Tiger Woods by Jeff Benedict and Armen Keteyian
Tiger Woods was always destined to be a great golfer, said Giles Smith in The Times. His father, Earl, a Vietnam veteran and an instructor in “military science and tactics”, drilled him from a very early age (an approach he dubbed “the Woods Finishing School”). When Tiger was a baby, his high chair was moved to the garage so he could “watch golf balls being hit into a net”. From the time he could wield a golf club, he was forced to practise two hours a day and Earl would tape motivational messages to his bedroom wall: “I believe in me”; “I am first in my resolve”. All this enabled Woods to bypass the “traditional, white, moneyed” route to golfing success and become the sport’s first black superstar, amassing 14 majors, 79 PGA Tour events and £110m in prize money. Yet while his golf “spoke magnificently for itself”, the man who played it remained “bafflingly remote”. As the authors of this “unstinting” biography put it, he was “invisible in plain sight”.
In 2009, the world finally discovered why, said Dwight Garner in The New York Times. On the day after Thanksgiving, high on sleeping pills, Woods “groggily” crashed his SUV into a fire hydrant outside his home while trying to flee his wife, who had “learnt of his adultery”. In fact, as became clear, she “didn’t know the half of it: Woods’s paramours (strippers, waitresses, neighbours) began popping up from behind every swizzle stick”. Since then, the “greatest athlete of our time” hasn’t won a single major tournament, and his injury-racked career has nosedived badly (though just recently, it has shown signs of reviving). Based on 250 interviews, this confident biography brings “grainy new detail” to almost every aspect of its subject’s life.

### [Information shown]
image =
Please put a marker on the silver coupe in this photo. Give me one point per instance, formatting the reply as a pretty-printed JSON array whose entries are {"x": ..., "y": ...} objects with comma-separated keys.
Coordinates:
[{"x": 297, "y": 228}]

### [Required work]
a) In the Tiger Woods review, how many interviews is the biography said to be based on?
b) Proceed with the Tiger Woods review, writing on from its final sentence.
The material comes from a separate source and has no connection to the Tiger Woods review.

### [Results for each task]
a) 250 interviews.

b)
Woods, it transpires, wasn’t just a sex addict and a liar, he was also “a horrible human being”, said Jim White in The Mail on Sunday: “spoilt, entitled, utterly self-obsessed”. But he has never been stupid. So why did he jeopardise his “carefully honed image” by indulging in “absurdly risky behaviour” – not just the relentless womanising, but also a series of secret parachute jumps that badly damaged his back. Benedict and Keteyian offer an “intriguing” answer: Woods, they suggest, “needed the impetus of his double life to stimulate his golf”. The theory certainly explains why, ever since his comeback – after therapy, which allowed him to understand “how vile he had been to those close to him” – his performances have been so mediocre. It seems that “the more human he becomes, the less effective Tiger Woods is as a golfer”.